Extracted data entries:

++++++++

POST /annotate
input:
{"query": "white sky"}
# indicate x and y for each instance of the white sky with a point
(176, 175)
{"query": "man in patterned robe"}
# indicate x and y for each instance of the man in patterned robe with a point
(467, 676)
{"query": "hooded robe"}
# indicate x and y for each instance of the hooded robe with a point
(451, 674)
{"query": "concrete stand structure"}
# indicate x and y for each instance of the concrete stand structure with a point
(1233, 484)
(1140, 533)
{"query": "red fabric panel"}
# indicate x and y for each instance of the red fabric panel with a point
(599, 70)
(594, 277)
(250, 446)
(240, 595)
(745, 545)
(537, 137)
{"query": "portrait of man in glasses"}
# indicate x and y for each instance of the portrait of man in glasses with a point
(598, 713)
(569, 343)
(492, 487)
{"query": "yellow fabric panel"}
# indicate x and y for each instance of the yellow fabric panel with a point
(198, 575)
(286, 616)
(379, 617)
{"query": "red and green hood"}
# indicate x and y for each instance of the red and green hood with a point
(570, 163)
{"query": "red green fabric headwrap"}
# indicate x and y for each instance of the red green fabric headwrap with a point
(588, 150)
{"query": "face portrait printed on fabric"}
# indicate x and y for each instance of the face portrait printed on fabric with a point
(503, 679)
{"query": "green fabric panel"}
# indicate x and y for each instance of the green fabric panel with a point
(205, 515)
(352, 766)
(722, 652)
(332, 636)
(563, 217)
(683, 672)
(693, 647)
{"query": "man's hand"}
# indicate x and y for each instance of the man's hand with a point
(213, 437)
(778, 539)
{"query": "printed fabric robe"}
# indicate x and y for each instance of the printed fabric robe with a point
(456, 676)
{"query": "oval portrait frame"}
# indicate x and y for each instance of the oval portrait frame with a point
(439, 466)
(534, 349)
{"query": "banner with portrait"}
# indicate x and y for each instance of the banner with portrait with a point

++++++++

■ DIRECTIONS
List each line in the listing above that contains the string "white". Matches must have the same capitalization.

■ FINAL RESULT
{"query": "white sky"}
# indicate x and y for each instance of the white sky with a point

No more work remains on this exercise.